I (Lxy) = {<Bill, Corinne>, <Corinne, Alfred>}

v(Lca) = ?

v(Lcb) = ?

Let me stop here for a second. This presents my next confusion. Our evaluation rule indicates that we should look at the members of I(Lxy), which are <Bill, Corinne> and <Corinne, Alfred>, and for evaluating Lcb, we need to see if the objects assigned to ‘c’ and ‘b’ are among them. This is if we take the rule strictly. My confusion is that we have singular terms for the name assignments, but we have 2-tuples for the predicate assignments. Suppose we are allowed to ignore the angle brackets. In that case, the assigned objects for ‘c’ and ‘b’ are in the set. Thus “Corinne loves Bill” would be evaluated as true. But of course that is false. So we cannot ignore the brackets. But suppose then that we take each angle-bracketed 2-tuple as a singular item in the set. Then we cannot match the 2-tuple predicate assignments to the name-object assignments. In other words, we have ‘a’ being assigned to Alfred and ‘c’ being assigned to Corinne, but neither <Bill, Corinne> nor <Corinne, Alfred> is the same as Alfred or Corinne. Perhaps I am mistaken about something here. But if I am not, then would there not need to be some other step in the procedure that would allow us to properly compare the objects designated by the names with the tuples of objects assigned to the predications? One possibility for this that I can think of is to make another assignment which places the names into tupled relations. In other words, before we can evaluate v(Lca), perhaps we need to first evaluate I(Lca). So let me redraw this model and its evaluation, and I will change the notation a little:

D = {Alfred, Bill, Corinne}

I (a) = {Alfred}

I (b) = {Bill}

I (c) = {Corinne}

I (Lxy) = {<Bill, Corinne>, <Corinne, Alfred>}

I (Lca) = {<Corinne, Alfred>}

I (Lcb) = {<Corinne, Bill>}

v(Lca) = T

v(Lcb) = F

One problem with this is that the interpretation functions I(Lca) and I(Lcb) are not given literally in the model. I formulated them by placing the name assignments into the predicate structures, so to construct the 2-tuples. But by doing so, we can then explicitly show how Lca is true and Lcb is false. Probably there is some better way to go about this. In fact, the way Agler does it of course is sufficient, but I am just confused about how it all works exactly, for the reasons I gave above. Let me quote.]

Second, consider the following more complex wff:

Lca

‘Lca’ is a predicate logic translation of ‘Corinne loves Alfred.’ According to (1), ‘Lca’ is true if and only if the predicate ‘loves’ includes the ordered pair <Corinne, Alfred>. Since it does, the interpretation function assigns a value of true to ‘Lca.’ That is,

v(Lca) = T

(Agler 267-268)

===============

• [Set problem]
Translate this sentence from the passage on predicate logic semantics into Spanish: "My confusion is that we have singular terms for the name assignments, but we have 2-tuples for the predicate assignments."

===============

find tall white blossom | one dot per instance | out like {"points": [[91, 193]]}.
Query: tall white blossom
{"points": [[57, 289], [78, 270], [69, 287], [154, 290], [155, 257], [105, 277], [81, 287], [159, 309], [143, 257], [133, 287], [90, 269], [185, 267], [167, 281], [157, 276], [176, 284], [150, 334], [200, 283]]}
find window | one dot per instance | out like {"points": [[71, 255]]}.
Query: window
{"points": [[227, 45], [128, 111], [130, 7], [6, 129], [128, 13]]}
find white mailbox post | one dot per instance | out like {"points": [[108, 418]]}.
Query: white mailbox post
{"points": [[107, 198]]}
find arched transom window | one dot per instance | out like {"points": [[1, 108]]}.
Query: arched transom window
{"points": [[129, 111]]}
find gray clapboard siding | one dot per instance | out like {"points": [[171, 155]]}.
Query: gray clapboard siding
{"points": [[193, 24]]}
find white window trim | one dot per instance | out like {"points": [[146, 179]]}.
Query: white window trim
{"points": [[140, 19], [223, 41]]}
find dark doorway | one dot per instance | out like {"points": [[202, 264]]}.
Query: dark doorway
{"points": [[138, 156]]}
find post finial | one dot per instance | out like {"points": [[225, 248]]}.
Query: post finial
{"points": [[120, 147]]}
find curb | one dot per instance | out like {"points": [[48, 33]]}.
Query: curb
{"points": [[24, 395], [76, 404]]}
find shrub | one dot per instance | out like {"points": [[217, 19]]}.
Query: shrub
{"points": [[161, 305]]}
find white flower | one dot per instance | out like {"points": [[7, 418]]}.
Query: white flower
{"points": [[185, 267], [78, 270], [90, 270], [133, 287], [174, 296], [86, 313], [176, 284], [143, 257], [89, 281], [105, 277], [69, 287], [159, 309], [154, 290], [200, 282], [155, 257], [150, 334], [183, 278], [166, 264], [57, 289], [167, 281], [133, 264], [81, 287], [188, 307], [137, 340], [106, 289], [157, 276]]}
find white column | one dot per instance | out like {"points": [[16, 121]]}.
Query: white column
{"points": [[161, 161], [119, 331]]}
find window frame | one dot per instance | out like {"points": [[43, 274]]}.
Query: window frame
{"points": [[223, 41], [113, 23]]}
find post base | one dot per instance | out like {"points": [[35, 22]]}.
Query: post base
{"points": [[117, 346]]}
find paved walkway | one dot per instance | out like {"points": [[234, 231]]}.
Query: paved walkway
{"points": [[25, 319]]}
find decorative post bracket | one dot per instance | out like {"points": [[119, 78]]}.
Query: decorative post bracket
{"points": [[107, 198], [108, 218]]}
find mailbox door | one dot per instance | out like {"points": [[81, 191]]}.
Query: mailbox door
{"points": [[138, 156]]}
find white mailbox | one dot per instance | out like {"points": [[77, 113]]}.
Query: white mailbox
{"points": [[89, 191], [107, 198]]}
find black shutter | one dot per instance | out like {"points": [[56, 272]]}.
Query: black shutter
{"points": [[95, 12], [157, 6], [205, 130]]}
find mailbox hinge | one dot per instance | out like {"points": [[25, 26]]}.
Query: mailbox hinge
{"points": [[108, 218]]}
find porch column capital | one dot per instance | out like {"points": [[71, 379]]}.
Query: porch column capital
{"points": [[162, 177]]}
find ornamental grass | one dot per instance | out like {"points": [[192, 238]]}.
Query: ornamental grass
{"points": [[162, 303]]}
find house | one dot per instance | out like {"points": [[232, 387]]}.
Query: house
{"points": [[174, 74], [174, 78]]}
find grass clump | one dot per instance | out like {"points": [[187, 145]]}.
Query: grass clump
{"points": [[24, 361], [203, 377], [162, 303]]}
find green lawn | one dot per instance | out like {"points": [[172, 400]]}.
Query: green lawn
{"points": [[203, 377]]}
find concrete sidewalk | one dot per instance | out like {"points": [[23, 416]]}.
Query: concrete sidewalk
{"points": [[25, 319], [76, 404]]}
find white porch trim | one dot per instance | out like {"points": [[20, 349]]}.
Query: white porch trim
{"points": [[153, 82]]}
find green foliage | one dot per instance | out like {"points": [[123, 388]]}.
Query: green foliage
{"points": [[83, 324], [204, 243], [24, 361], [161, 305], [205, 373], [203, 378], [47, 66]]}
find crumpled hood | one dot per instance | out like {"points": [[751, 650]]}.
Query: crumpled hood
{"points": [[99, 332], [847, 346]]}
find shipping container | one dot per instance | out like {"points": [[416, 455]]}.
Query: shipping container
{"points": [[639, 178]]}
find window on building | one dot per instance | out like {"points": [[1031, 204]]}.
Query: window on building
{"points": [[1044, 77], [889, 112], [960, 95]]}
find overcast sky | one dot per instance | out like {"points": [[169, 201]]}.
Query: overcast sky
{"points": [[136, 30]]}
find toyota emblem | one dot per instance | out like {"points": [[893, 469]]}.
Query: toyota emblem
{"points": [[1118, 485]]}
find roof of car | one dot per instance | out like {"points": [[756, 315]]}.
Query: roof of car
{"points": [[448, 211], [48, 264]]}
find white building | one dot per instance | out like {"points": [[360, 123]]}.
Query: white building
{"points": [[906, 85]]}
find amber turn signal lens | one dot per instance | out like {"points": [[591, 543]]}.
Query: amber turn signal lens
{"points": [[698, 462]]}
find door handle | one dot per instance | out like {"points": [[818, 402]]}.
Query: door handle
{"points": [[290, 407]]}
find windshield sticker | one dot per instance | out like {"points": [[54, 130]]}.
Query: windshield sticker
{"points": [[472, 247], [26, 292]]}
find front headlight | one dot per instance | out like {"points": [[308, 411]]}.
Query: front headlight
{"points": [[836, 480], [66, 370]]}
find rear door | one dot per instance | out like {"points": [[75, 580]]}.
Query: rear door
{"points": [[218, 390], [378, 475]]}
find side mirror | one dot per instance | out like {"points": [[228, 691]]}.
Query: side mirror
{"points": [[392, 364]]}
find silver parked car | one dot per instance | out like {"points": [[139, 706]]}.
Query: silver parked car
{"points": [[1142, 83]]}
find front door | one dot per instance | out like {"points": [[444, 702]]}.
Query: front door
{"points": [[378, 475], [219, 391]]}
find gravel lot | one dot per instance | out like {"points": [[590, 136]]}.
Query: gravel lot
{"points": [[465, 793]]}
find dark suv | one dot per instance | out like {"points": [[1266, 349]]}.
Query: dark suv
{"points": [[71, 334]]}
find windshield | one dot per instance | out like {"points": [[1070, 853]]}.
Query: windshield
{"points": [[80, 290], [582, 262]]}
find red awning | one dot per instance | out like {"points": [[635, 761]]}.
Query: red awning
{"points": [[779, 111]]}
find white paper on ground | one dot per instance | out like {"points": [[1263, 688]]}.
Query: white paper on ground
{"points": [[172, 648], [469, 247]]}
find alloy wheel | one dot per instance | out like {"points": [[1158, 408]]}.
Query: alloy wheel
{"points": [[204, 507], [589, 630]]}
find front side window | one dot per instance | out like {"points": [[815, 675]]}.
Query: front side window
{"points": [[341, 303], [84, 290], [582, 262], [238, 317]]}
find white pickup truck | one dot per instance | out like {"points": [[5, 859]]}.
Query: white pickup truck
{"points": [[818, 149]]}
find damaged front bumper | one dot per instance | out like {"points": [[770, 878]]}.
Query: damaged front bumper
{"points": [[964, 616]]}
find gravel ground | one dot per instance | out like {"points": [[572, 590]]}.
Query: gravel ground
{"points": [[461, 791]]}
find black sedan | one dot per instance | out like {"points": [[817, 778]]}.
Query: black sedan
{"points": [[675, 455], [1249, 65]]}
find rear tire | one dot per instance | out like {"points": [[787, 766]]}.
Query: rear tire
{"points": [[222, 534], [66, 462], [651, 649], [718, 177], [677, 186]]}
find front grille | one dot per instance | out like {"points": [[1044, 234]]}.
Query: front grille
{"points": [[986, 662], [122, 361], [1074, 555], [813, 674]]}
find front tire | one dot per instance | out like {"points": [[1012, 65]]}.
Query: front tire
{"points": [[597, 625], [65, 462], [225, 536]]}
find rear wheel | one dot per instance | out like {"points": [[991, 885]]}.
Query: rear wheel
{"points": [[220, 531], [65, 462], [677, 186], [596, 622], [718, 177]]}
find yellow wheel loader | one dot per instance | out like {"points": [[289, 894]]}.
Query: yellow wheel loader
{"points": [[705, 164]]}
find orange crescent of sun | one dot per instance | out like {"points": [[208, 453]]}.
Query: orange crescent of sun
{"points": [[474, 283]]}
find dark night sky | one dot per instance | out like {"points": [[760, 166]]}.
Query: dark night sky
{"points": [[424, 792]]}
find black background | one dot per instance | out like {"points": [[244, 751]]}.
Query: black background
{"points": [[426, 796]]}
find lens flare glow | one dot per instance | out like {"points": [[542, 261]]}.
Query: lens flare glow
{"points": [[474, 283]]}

===============

• [Result of the exercise]
Mi confusión es que tenemos términos singulares para las asignaciones de nombres, pero tenemos 2-tuplas para las asignaciones de predicados.